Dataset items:

=====

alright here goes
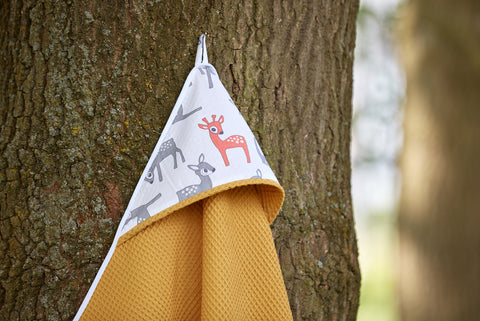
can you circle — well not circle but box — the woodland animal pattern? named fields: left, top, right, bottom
left=176, top=154, right=216, bottom=202
left=122, top=64, right=271, bottom=231
left=124, top=192, right=162, bottom=226
left=173, top=104, right=202, bottom=124
left=254, top=138, right=268, bottom=165
left=198, top=115, right=251, bottom=166
left=198, top=66, right=216, bottom=89
left=145, top=138, right=185, bottom=184
left=251, top=169, right=262, bottom=179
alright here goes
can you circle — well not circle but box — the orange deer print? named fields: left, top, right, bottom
left=198, top=115, right=251, bottom=166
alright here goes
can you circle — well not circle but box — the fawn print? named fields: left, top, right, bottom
left=176, top=154, right=216, bottom=201
left=124, top=192, right=162, bottom=227
left=254, top=138, right=268, bottom=165
left=198, top=115, right=251, bottom=166
left=172, top=104, right=202, bottom=124
left=198, top=66, right=216, bottom=89
left=145, top=138, right=185, bottom=184
left=251, top=169, right=262, bottom=179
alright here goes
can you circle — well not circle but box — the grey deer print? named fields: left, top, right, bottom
left=254, top=138, right=268, bottom=165
left=176, top=154, right=215, bottom=202
left=172, top=104, right=203, bottom=124
left=145, top=138, right=185, bottom=184
left=198, top=66, right=216, bottom=89
left=124, top=192, right=162, bottom=227
left=251, top=169, right=262, bottom=179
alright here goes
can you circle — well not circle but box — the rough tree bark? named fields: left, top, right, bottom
left=0, top=1, right=360, bottom=320
left=398, top=0, right=480, bottom=320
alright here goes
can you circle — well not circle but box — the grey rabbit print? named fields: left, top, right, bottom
left=124, top=192, right=162, bottom=227
left=176, top=154, right=216, bottom=202
left=145, top=138, right=185, bottom=184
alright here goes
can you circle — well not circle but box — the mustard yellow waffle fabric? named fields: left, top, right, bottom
left=80, top=183, right=293, bottom=320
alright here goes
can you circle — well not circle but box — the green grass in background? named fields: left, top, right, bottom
left=357, top=214, right=398, bottom=321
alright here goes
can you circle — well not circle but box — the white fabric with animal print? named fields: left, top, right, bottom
left=119, top=34, right=278, bottom=236
left=72, top=35, right=283, bottom=321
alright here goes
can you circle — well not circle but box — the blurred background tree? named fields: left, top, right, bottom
left=354, top=0, right=480, bottom=320
left=398, top=0, right=480, bottom=320
left=353, top=0, right=403, bottom=320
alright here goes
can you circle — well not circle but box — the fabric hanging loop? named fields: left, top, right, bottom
left=195, top=33, right=208, bottom=66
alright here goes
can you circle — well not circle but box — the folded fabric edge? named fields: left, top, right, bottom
left=118, top=178, right=284, bottom=246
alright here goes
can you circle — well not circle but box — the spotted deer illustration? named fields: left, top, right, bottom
left=176, top=154, right=215, bottom=202
left=124, top=192, right=162, bottom=227
left=145, top=138, right=185, bottom=184
left=198, top=115, right=251, bottom=166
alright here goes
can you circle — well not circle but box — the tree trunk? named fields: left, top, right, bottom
left=398, top=0, right=480, bottom=320
left=0, top=1, right=360, bottom=320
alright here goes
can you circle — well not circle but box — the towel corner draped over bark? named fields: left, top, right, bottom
left=74, top=34, right=293, bottom=321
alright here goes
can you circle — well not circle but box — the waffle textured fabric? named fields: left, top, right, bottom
left=79, top=183, right=293, bottom=320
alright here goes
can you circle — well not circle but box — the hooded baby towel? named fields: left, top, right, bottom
left=74, top=35, right=293, bottom=321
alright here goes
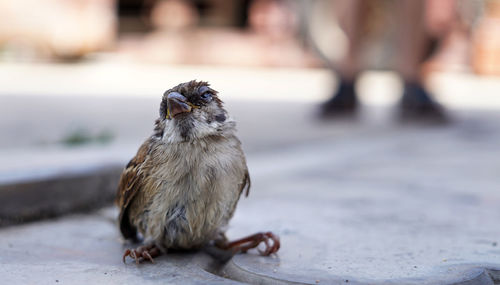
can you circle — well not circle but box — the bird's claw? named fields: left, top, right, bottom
left=220, top=231, right=280, bottom=256
left=122, top=244, right=160, bottom=264
left=256, top=232, right=280, bottom=256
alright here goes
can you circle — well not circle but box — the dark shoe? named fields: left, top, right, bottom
left=399, top=82, right=448, bottom=124
left=319, top=80, right=358, bottom=118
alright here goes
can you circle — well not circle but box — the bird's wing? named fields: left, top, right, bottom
left=235, top=141, right=251, bottom=198
left=241, top=170, right=251, bottom=197
left=116, top=140, right=152, bottom=241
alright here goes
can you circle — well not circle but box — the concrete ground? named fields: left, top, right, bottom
left=0, top=62, right=500, bottom=284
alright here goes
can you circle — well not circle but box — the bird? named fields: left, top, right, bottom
left=116, top=80, right=280, bottom=264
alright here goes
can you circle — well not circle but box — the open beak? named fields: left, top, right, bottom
left=167, top=92, right=192, bottom=119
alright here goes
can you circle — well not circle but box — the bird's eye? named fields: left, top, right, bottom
left=200, top=92, right=212, bottom=101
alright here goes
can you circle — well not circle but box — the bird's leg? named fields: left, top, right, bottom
left=218, top=232, right=280, bottom=256
left=123, top=243, right=162, bottom=264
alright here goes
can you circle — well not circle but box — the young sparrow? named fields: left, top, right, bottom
left=116, top=81, right=279, bottom=264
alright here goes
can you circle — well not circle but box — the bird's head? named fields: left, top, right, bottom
left=156, top=80, right=234, bottom=142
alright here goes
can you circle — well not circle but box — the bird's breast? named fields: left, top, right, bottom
left=137, top=137, right=245, bottom=249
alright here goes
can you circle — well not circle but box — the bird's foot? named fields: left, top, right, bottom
left=219, top=232, right=280, bottom=256
left=123, top=244, right=161, bottom=264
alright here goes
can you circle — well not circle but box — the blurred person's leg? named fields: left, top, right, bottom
left=394, top=0, right=447, bottom=122
left=319, top=0, right=364, bottom=117
left=422, top=0, right=471, bottom=74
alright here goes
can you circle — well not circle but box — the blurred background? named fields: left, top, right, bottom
left=1, top=0, right=500, bottom=143
left=1, top=0, right=500, bottom=224
left=1, top=0, right=499, bottom=71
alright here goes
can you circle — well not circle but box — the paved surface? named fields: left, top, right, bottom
left=228, top=120, right=500, bottom=284
left=1, top=105, right=500, bottom=284
left=1, top=63, right=500, bottom=284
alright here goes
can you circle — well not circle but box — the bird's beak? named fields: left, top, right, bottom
left=167, top=92, right=192, bottom=119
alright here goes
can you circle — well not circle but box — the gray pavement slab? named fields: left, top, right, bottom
left=1, top=110, right=500, bottom=284
left=0, top=95, right=356, bottom=151
left=227, top=125, right=500, bottom=284
left=0, top=208, right=244, bottom=285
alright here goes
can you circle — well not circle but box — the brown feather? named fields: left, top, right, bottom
left=116, top=140, right=152, bottom=240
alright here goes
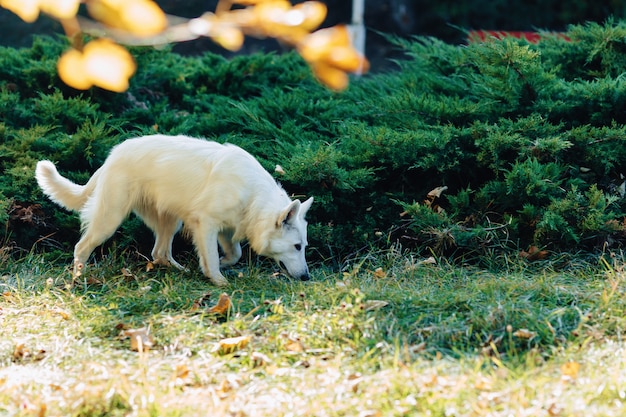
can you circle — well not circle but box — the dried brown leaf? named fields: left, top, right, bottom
left=209, top=293, right=232, bottom=315
left=427, top=186, right=449, bottom=199
left=373, top=267, right=386, bottom=279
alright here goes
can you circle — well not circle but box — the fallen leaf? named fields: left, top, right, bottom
left=213, top=335, right=251, bottom=355
left=520, top=246, right=549, bottom=261
left=209, top=293, right=232, bottom=315
left=12, top=342, right=46, bottom=363
left=362, top=300, right=389, bottom=311
left=285, top=339, right=305, bottom=352
left=121, top=268, right=134, bottom=278
left=251, top=351, right=272, bottom=367
left=274, top=164, right=285, bottom=175
left=53, top=308, right=70, bottom=320
left=512, top=328, right=536, bottom=339
left=123, top=328, right=154, bottom=352
left=560, top=361, right=580, bottom=378
left=373, top=267, right=386, bottom=279
left=418, top=256, right=437, bottom=266
left=175, top=364, right=190, bottom=379
left=190, top=293, right=212, bottom=312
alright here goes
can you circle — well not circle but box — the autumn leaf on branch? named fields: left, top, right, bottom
left=0, top=0, right=369, bottom=92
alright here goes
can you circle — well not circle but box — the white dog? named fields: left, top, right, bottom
left=35, top=134, right=313, bottom=286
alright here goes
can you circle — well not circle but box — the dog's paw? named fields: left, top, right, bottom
left=153, top=258, right=189, bottom=272
left=211, top=275, right=229, bottom=287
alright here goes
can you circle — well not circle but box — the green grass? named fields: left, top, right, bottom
left=1, top=248, right=625, bottom=416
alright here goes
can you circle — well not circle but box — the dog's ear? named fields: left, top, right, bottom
left=300, top=197, right=314, bottom=218
left=277, top=200, right=301, bottom=227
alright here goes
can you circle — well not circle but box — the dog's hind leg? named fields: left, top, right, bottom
left=218, top=230, right=242, bottom=267
left=136, top=206, right=185, bottom=270
left=189, top=221, right=228, bottom=287
left=73, top=194, right=131, bottom=278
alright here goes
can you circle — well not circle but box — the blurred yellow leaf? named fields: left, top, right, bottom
left=0, top=0, right=40, bottom=22
left=87, top=0, right=167, bottom=37
left=58, top=39, right=136, bottom=92
left=292, top=1, right=327, bottom=31
left=312, top=62, right=348, bottom=91
left=326, top=45, right=369, bottom=73
left=175, top=363, right=190, bottom=379
left=213, top=335, right=251, bottom=354
left=53, top=308, right=71, bottom=320
left=83, top=39, right=136, bottom=91
left=561, top=361, right=580, bottom=378
left=57, top=49, right=92, bottom=89
left=285, top=339, right=304, bottom=352
left=298, top=25, right=351, bottom=59
left=39, top=0, right=80, bottom=19
left=213, top=25, right=245, bottom=51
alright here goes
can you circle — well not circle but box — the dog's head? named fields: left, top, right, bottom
left=263, top=197, right=314, bottom=281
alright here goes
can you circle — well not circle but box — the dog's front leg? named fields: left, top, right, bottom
left=192, top=227, right=229, bottom=287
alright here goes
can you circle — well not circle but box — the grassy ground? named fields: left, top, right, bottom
left=1, top=247, right=625, bottom=416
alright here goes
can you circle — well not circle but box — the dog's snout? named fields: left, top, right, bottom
left=279, top=261, right=310, bottom=281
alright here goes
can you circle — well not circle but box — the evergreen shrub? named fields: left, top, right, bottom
left=2, top=21, right=626, bottom=264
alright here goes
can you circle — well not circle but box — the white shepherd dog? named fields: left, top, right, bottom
left=35, top=135, right=314, bottom=286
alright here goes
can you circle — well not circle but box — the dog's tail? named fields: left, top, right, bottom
left=35, top=160, right=96, bottom=211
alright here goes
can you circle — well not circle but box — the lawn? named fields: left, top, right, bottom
left=1, top=248, right=625, bottom=416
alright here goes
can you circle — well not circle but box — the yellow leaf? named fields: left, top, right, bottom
left=326, top=45, right=369, bottom=73
left=0, top=0, right=40, bottom=22
left=213, top=25, right=245, bottom=51
left=292, top=1, right=327, bottom=31
left=53, top=308, right=70, bottom=320
left=57, top=49, right=92, bottom=90
left=87, top=0, right=166, bottom=37
left=285, top=339, right=304, bottom=352
left=175, top=364, right=190, bottom=379
left=213, top=335, right=251, bottom=355
left=561, top=361, right=580, bottom=378
left=82, top=39, right=136, bottom=92
left=39, top=0, right=80, bottom=19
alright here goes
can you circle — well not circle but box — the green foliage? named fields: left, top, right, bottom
left=3, top=22, right=626, bottom=263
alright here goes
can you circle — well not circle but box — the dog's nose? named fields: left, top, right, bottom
left=299, top=272, right=310, bottom=281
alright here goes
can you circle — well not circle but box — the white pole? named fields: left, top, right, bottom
left=349, top=0, right=366, bottom=75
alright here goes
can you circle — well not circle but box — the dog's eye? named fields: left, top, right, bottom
left=294, top=244, right=302, bottom=251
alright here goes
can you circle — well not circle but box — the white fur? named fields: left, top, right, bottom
left=35, top=134, right=313, bottom=286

=====

_What to work on_. What is needed is a word-for-word restatement of every line from the one with "the yellow leaf?" to the end of the entries above.

_Answer section_.
can you circle — well not circle but box — the yellow leaf? named fields: left, top, right, bottom
left=326, top=45, right=369, bottom=73
left=0, top=0, right=40, bottom=22
left=213, top=25, right=245, bottom=51
left=292, top=1, right=327, bottom=31
left=53, top=308, right=70, bottom=320
left=57, top=49, right=92, bottom=90
left=87, top=0, right=166, bottom=37
left=285, top=339, right=304, bottom=352
left=175, top=364, right=190, bottom=379
left=213, top=335, right=251, bottom=355
left=561, top=361, right=580, bottom=378
left=82, top=39, right=136, bottom=92
left=39, top=0, right=80, bottom=19
alright here goes
can you circle — well not circle but box — the green foliage? named fields: left, top, right, bottom
left=3, top=22, right=626, bottom=263
alright here goes
can you circle — well not circle but box — the dog's nose? named fields: left, top, right, bottom
left=299, top=272, right=310, bottom=281
alright here goes
can you circle — well not circle but box — the white pole? named fields: left, top, right, bottom
left=349, top=0, right=366, bottom=75
alright here goes
can you circle — well not circle but box — the dog's eye? named fields: left, top, right, bottom
left=294, top=244, right=302, bottom=251
alright here goes
can you circle — well not circle but box — the white fur? named fields: left, top, right, bottom
left=35, top=134, right=313, bottom=286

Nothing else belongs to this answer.